▶ _TASK BRIEF_
Only the lines from the one containing "# point at: the white support" through the final line of the material below should be output, exactly as they stand.

▶ _TASK INPUTS_
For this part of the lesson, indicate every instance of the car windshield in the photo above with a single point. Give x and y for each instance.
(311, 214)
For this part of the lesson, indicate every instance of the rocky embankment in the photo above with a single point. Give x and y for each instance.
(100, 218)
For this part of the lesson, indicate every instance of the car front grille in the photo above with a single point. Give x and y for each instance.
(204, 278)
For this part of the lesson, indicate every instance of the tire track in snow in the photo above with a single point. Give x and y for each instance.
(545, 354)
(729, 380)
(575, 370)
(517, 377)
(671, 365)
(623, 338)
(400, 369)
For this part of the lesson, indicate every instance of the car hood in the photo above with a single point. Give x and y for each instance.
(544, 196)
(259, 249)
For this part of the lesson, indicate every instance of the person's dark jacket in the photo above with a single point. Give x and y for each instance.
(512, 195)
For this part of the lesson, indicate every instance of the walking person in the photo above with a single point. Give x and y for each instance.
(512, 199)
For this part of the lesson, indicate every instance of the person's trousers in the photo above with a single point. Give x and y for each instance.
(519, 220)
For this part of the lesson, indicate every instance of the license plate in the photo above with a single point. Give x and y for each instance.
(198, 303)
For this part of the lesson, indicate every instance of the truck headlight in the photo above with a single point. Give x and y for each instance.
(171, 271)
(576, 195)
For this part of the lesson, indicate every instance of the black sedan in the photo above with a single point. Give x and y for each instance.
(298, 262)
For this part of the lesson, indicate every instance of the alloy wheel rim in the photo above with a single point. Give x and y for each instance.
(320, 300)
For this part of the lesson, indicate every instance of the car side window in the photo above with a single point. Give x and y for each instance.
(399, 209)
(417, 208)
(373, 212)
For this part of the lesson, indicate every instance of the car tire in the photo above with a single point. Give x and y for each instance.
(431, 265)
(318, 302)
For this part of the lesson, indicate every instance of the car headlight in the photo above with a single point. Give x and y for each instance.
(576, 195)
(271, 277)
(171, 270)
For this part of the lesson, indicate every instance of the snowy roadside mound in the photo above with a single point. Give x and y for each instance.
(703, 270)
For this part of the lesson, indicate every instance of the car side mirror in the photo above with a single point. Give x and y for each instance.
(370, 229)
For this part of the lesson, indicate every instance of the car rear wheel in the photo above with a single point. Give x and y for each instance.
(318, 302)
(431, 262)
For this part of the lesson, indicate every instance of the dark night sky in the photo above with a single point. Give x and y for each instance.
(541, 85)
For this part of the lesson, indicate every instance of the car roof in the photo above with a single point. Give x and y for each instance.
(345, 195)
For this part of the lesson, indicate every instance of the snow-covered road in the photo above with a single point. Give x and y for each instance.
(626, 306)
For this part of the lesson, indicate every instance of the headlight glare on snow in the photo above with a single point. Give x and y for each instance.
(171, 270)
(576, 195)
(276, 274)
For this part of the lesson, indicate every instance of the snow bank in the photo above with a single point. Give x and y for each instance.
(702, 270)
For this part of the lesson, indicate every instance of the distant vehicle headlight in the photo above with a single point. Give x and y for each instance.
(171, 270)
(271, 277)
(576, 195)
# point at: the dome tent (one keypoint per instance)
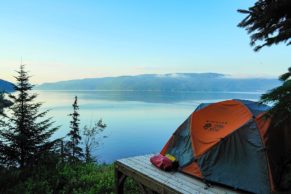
(228, 143)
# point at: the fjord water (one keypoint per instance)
(138, 122)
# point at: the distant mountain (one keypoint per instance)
(6, 86)
(166, 82)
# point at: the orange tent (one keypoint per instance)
(229, 143)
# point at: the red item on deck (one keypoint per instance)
(161, 162)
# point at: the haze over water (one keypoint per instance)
(137, 122)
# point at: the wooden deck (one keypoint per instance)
(153, 180)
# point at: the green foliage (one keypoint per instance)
(4, 103)
(65, 179)
(92, 139)
(281, 99)
(268, 21)
(24, 135)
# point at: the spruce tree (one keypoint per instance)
(91, 139)
(25, 132)
(268, 22)
(74, 151)
(281, 99)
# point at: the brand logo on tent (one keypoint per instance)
(214, 125)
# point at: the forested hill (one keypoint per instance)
(6, 86)
(166, 82)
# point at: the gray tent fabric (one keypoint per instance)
(181, 146)
(241, 153)
(254, 107)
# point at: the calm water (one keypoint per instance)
(138, 122)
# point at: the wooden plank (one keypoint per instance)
(164, 177)
(144, 179)
(190, 180)
(178, 182)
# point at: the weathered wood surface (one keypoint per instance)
(153, 180)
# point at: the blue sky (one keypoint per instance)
(60, 40)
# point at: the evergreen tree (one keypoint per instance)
(281, 97)
(91, 139)
(25, 136)
(74, 151)
(4, 103)
(268, 21)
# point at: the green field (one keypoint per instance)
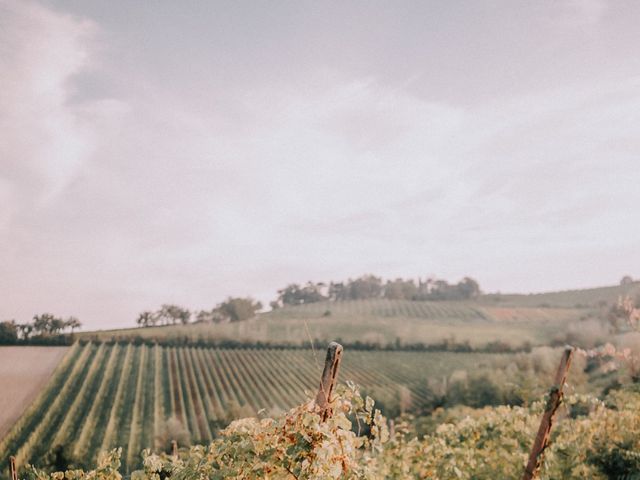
(103, 395)
(379, 320)
(584, 298)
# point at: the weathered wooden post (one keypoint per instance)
(174, 448)
(14, 470)
(554, 401)
(328, 380)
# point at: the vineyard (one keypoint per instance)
(376, 321)
(106, 395)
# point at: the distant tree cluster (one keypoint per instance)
(41, 328)
(167, 315)
(370, 286)
(233, 309)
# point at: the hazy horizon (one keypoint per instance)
(181, 152)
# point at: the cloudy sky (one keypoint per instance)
(156, 152)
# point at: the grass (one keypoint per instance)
(197, 378)
(382, 321)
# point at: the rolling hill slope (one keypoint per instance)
(102, 396)
(377, 321)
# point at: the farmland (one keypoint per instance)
(378, 320)
(106, 395)
(24, 371)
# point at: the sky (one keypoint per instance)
(181, 152)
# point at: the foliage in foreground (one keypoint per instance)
(592, 439)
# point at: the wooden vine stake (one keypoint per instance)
(14, 470)
(329, 378)
(554, 401)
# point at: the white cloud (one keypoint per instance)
(158, 193)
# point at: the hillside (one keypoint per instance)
(584, 298)
(24, 371)
(378, 321)
(102, 396)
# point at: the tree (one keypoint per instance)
(25, 330)
(8, 332)
(367, 286)
(400, 289)
(626, 280)
(146, 319)
(468, 288)
(294, 294)
(174, 314)
(43, 323)
(72, 323)
(238, 309)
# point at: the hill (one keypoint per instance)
(377, 321)
(584, 298)
(136, 397)
(24, 371)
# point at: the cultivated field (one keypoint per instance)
(102, 396)
(584, 298)
(379, 320)
(24, 371)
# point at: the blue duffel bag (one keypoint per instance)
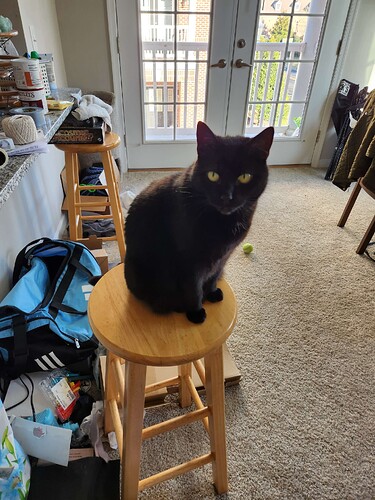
(43, 318)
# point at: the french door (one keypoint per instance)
(238, 65)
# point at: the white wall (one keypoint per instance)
(33, 210)
(84, 39)
(357, 66)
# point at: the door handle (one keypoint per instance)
(241, 64)
(220, 64)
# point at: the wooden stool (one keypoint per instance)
(76, 206)
(136, 336)
(348, 208)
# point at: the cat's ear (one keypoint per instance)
(205, 136)
(263, 142)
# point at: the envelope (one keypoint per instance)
(43, 441)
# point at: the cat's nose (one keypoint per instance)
(227, 196)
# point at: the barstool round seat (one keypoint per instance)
(111, 141)
(137, 337)
(131, 330)
(79, 208)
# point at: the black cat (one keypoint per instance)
(181, 229)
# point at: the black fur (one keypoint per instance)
(181, 230)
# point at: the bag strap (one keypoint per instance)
(72, 266)
(22, 255)
(20, 351)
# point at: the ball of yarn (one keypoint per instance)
(20, 128)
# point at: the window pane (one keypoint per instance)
(187, 117)
(194, 5)
(286, 6)
(157, 5)
(158, 80)
(191, 82)
(306, 30)
(159, 121)
(266, 79)
(276, 6)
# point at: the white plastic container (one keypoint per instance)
(27, 73)
(34, 97)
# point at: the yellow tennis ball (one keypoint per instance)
(247, 248)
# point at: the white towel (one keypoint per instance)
(89, 106)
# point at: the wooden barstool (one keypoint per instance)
(138, 337)
(75, 204)
(348, 208)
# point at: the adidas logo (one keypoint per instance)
(49, 361)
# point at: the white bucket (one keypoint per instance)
(27, 73)
(34, 97)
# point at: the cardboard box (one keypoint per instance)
(73, 131)
(155, 374)
(102, 258)
(94, 244)
(89, 199)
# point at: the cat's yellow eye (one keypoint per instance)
(244, 178)
(213, 176)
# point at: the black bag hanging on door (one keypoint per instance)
(43, 319)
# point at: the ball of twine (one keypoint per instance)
(20, 128)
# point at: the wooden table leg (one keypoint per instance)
(215, 402)
(135, 379)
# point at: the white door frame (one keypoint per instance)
(324, 122)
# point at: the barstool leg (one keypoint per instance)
(115, 202)
(135, 379)
(215, 402)
(71, 195)
(184, 392)
(109, 393)
(367, 237)
(349, 205)
(77, 198)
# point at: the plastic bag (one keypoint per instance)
(14, 463)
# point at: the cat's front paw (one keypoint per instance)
(196, 316)
(215, 296)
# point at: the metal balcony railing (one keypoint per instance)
(278, 90)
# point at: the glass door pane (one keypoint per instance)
(174, 37)
(288, 39)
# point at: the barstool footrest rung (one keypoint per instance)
(174, 423)
(176, 471)
(163, 383)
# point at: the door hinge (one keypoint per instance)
(338, 50)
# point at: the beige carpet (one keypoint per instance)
(300, 425)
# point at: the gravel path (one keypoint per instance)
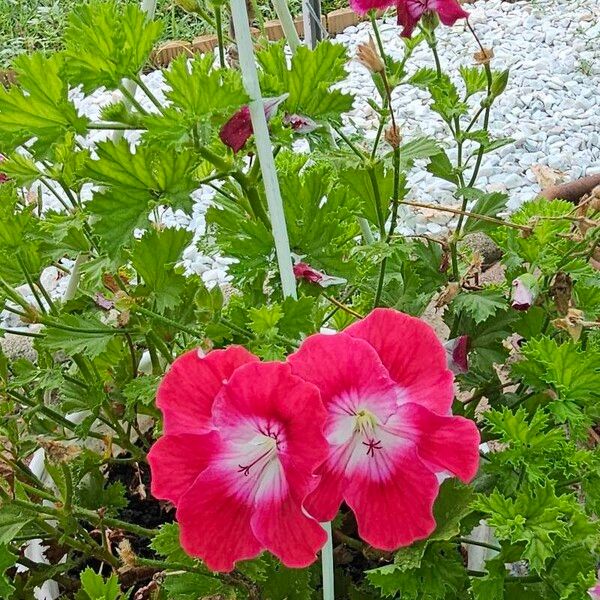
(551, 109)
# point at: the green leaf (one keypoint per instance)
(480, 305)
(154, 257)
(201, 91)
(160, 175)
(39, 106)
(95, 587)
(115, 234)
(166, 543)
(489, 204)
(438, 575)
(360, 183)
(7, 560)
(440, 166)
(538, 518)
(475, 79)
(453, 504)
(77, 334)
(190, 586)
(107, 42)
(309, 79)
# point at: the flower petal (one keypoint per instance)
(364, 6)
(349, 375)
(175, 462)
(187, 392)
(214, 516)
(280, 524)
(409, 12)
(449, 11)
(395, 507)
(412, 354)
(443, 443)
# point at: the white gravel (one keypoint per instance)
(551, 108)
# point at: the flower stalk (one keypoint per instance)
(263, 146)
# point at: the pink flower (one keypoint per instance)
(238, 130)
(457, 354)
(411, 11)
(364, 6)
(594, 592)
(241, 442)
(307, 273)
(388, 393)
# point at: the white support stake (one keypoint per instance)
(264, 148)
(287, 24)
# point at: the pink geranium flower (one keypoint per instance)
(388, 393)
(241, 441)
(410, 12)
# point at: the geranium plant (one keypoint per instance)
(195, 438)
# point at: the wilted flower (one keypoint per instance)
(307, 273)
(411, 11)
(238, 130)
(300, 123)
(525, 290)
(392, 136)
(241, 441)
(388, 393)
(457, 353)
(368, 57)
(364, 6)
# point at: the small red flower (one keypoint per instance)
(457, 353)
(238, 130)
(364, 6)
(410, 12)
(388, 392)
(241, 442)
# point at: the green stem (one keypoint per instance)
(471, 542)
(219, 25)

▶ _EXERCISE RESPONSE_
# point at: the white support stake (one keypoint per instance)
(264, 148)
(287, 24)
# point at: the pink geranium flower (one keypoint per instance)
(388, 393)
(241, 441)
(410, 12)
# point at: the geranium plant (one keypoint per instance)
(195, 438)
# point at: the wilted flower (one keypoint per instance)
(307, 273)
(411, 11)
(238, 130)
(300, 123)
(525, 290)
(392, 136)
(241, 441)
(388, 393)
(457, 353)
(368, 57)
(364, 6)
# point at: the small red flower (one keypoint per instance)
(457, 353)
(238, 130)
(364, 6)
(410, 12)
(388, 392)
(241, 442)
# point at: the green stem (one keypoint per instance)
(471, 542)
(219, 25)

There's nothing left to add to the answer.